Items stored from a collection
* Begin *
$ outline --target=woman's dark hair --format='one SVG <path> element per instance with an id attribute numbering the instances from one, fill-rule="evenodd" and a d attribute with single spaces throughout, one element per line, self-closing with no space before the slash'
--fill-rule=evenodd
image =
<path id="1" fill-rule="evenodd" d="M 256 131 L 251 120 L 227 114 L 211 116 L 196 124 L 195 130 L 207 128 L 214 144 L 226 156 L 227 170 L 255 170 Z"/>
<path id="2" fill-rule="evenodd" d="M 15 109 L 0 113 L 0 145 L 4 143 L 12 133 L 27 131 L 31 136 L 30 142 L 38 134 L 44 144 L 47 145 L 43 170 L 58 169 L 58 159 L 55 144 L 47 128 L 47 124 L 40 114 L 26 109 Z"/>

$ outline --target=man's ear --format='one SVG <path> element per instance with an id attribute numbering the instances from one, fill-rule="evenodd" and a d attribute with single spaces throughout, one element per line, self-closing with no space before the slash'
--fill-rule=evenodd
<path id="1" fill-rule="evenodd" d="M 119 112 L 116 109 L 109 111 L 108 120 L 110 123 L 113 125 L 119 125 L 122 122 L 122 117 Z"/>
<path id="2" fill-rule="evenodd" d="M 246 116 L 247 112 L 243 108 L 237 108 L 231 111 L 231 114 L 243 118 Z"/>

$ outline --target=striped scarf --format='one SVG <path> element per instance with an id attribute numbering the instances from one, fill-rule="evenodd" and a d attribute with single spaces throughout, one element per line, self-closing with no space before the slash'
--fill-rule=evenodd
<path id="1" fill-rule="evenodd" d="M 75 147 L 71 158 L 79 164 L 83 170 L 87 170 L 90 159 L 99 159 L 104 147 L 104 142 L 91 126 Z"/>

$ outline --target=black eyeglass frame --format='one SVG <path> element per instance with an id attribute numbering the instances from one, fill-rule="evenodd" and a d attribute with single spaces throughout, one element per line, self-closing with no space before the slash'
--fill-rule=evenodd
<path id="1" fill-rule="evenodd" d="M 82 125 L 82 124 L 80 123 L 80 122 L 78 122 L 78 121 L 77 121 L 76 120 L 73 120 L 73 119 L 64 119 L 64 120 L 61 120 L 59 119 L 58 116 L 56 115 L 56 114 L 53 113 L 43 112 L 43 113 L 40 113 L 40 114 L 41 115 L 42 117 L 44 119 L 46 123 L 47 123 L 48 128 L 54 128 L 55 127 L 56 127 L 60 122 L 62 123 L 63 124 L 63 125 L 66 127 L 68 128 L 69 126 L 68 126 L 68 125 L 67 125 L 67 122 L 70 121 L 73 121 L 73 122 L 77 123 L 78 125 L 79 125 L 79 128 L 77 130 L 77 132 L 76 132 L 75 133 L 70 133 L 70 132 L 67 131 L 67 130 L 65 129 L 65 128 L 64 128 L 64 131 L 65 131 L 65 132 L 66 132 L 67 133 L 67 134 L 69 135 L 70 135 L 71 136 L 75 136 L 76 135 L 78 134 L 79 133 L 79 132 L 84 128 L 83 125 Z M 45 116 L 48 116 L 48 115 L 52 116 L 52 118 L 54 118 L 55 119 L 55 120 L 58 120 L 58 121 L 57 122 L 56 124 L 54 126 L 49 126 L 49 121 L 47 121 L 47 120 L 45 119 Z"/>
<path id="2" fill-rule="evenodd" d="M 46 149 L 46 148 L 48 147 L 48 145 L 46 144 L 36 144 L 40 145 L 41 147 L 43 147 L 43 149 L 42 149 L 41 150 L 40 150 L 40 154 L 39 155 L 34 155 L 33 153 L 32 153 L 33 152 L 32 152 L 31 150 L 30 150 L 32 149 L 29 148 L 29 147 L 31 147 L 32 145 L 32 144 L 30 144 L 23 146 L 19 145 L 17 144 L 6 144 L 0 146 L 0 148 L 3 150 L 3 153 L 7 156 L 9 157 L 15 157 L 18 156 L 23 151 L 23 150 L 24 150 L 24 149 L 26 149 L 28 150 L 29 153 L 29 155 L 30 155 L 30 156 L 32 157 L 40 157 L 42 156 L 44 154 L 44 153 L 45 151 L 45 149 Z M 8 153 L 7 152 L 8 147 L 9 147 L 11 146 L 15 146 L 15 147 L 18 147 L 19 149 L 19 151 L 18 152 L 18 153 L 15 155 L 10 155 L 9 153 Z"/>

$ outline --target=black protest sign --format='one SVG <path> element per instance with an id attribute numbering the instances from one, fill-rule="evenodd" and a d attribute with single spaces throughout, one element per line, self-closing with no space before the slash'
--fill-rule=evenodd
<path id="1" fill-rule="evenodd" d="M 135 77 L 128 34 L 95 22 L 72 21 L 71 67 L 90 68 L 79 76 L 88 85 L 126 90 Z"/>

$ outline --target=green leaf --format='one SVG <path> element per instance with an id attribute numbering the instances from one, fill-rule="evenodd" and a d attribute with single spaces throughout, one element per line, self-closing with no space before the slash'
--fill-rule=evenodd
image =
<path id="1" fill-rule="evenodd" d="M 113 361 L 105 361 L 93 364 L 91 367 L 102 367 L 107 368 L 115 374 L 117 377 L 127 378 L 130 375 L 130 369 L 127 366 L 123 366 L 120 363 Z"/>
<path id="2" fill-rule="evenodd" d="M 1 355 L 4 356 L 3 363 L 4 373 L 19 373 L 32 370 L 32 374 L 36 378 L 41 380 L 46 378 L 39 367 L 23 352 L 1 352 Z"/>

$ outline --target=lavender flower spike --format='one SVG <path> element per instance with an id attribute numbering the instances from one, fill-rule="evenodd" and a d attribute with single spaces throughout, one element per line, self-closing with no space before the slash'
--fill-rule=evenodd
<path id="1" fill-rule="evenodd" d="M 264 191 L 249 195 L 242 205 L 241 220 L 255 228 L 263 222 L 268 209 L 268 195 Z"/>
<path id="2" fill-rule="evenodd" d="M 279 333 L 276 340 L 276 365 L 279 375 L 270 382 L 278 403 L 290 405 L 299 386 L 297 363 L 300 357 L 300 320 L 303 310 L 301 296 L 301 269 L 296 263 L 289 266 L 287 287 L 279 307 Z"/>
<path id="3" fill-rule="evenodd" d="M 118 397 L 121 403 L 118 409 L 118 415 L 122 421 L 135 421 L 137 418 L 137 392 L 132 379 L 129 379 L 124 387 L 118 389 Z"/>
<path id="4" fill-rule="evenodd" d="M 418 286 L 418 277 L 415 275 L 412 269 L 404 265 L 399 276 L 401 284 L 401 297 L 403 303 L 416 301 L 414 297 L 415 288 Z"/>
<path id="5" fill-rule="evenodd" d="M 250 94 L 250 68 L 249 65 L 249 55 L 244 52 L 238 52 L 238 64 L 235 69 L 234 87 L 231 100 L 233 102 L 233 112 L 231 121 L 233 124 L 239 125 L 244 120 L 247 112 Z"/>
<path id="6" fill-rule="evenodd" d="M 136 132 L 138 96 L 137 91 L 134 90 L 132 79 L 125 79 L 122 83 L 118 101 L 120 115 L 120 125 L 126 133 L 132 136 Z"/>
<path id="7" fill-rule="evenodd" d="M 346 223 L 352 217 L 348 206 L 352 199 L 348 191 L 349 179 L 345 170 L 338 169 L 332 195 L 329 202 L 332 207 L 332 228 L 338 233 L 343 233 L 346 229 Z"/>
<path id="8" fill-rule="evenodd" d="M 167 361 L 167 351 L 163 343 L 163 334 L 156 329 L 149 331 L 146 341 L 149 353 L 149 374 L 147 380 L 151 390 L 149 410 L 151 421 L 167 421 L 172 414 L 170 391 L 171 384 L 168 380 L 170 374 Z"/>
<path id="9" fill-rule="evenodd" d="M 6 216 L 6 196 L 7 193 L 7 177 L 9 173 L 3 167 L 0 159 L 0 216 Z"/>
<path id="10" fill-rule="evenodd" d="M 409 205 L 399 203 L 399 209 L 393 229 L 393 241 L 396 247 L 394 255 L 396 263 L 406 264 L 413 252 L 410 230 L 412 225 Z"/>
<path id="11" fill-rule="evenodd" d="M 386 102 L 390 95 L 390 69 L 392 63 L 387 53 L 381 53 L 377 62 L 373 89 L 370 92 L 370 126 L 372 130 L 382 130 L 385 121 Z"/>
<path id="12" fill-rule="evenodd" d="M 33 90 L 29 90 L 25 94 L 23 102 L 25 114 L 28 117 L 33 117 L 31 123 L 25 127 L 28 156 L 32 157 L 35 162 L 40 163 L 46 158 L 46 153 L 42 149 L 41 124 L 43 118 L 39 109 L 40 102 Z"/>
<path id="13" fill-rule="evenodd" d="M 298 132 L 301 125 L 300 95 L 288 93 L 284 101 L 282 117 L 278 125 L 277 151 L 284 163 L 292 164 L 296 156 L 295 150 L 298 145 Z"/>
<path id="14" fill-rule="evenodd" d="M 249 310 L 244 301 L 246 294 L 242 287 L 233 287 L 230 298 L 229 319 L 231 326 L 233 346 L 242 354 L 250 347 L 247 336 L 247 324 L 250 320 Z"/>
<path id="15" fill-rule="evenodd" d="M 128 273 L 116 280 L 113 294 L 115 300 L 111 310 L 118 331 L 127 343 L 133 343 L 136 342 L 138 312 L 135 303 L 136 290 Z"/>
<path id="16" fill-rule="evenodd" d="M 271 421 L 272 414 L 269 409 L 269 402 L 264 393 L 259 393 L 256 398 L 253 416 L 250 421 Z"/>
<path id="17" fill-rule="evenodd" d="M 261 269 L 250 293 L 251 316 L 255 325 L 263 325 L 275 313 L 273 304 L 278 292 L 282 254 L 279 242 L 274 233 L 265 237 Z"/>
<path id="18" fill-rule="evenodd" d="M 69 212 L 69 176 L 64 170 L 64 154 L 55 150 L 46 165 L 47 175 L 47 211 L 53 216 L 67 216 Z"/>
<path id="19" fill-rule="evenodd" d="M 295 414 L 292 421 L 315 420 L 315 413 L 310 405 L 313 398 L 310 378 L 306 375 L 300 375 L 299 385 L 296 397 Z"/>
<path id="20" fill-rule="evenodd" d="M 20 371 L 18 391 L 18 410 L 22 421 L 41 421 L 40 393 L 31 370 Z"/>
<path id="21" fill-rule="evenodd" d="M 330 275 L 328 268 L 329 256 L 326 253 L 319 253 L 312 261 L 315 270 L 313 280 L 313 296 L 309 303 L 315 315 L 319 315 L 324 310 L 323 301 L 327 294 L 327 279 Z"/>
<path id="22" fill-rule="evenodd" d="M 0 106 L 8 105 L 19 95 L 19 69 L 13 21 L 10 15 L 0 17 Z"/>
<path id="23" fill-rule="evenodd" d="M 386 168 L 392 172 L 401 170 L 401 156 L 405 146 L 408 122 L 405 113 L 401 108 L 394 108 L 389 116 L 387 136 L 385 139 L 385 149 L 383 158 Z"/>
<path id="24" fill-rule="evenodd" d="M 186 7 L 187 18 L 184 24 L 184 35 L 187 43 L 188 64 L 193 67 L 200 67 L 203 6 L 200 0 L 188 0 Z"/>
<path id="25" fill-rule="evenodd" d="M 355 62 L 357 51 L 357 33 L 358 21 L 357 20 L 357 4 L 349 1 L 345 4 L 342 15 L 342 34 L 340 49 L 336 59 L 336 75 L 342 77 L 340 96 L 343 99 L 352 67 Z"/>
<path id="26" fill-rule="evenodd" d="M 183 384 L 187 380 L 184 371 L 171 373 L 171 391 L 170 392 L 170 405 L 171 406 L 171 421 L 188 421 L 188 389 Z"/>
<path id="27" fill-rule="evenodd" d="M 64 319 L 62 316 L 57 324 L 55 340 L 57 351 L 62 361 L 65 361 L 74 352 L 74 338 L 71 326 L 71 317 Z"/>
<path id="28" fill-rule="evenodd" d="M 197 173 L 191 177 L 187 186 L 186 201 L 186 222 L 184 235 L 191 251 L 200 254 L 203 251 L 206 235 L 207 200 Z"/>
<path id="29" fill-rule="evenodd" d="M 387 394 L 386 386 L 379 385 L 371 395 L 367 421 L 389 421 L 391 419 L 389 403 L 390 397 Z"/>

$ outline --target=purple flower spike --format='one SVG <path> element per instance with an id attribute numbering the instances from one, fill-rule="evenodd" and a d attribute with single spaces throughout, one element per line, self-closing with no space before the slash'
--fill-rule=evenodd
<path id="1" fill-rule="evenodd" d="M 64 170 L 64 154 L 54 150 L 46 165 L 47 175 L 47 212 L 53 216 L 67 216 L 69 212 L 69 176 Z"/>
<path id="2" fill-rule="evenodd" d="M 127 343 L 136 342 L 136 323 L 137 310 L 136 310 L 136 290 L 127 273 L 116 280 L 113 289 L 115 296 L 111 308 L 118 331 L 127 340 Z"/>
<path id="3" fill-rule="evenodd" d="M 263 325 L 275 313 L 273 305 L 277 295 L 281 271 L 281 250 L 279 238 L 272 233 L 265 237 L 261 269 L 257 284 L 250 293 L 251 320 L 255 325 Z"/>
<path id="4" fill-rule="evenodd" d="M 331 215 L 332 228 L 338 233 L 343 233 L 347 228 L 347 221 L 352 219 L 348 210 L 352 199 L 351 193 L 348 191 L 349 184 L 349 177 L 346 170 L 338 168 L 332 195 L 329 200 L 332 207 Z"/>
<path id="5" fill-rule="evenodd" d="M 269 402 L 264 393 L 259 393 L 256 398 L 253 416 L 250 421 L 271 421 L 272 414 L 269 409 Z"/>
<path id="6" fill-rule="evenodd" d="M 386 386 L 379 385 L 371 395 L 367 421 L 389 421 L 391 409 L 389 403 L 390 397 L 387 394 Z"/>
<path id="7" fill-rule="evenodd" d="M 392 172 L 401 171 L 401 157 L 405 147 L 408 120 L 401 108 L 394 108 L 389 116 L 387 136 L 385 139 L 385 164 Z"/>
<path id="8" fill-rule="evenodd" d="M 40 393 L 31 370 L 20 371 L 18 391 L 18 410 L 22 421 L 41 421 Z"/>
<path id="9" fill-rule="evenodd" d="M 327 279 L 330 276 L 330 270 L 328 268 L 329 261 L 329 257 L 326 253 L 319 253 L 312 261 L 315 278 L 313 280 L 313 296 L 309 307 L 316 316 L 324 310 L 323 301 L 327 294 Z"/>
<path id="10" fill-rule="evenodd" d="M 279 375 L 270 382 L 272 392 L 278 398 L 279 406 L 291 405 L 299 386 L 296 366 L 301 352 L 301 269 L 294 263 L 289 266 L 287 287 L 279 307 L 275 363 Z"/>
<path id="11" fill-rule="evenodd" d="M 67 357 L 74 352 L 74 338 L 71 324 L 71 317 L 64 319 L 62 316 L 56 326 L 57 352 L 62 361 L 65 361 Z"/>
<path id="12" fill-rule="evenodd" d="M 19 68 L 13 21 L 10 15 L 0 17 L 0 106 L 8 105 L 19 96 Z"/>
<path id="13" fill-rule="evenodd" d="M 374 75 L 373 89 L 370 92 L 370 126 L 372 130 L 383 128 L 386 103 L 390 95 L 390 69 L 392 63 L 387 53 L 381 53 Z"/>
* End *
▶ What you need to do: Pull out every line from the start of the items through the line containing "75 147 L 71", both ends included, and reproduce them verbatim.

▶ Output of the exercise:
$ outline --target=woman's dark hair --format='one SVG <path> element per instance with an id attribute numbering the instances from one, fill-rule="evenodd" and a d attribute with single spaces throughout, one element per line, self-closing with no space before the slash'
--fill-rule=evenodd
image =
<path id="1" fill-rule="evenodd" d="M 256 131 L 251 120 L 227 114 L 211 116 L 196 124 L 195 130 L 207 128 L 214 144 L 226 156 L 227 170 L 255 170 Z"/>
<path id="2" fill-rule="evenodd" d="M 15 109 L 0 113 L 0 145 L 4 143 L 12 133 L 27 131 L 31 136 L 30 142 L 38 134 L 44 144 L 47 145 L 43 170 L 58 169 L 58 159 L 55 144 L 47 128 L 47 124 L 40 114 L 26 109 Z"/>

$ outline --target=man's ear --format='one SVG <path> element per instance with an id attribute numbering the instances from one, fill-rule="evenodd" and a d attribute with single spaces throughout, one element per line, self-closing with no space before the slash'
--fill-rule=evenodd
<path id="1" fill-rule="evenodd" d="M 119 112 L 116 109 L 109 111 L 108 120 L 110 123 L 113 125 L 119 125 L 122 122 L 122 117 Z"/>
<path id="2" fill-rule="evenodd" d="M 246 116 L 247 112 L 243 108 L 237 108 L 231 111 L 231 114 L 243 118 Z"/>

$ outline --target=striped scarf --format='one SVG <path> element per instance with an id attribute numbering the instances from one, fill-rule="evenodd" and a d attribute with single spaces throughout, one element per line, self-closing with no space before the slash'
--fill-rule=evenodd
<path id="1" fill-rule="evenodd" d="M 75 147 L 71 158 L 79 164 L 83 170 L 87 170 L 90 159 L 99 159 L 104 147 L 104 142 L 91 126 Z"/>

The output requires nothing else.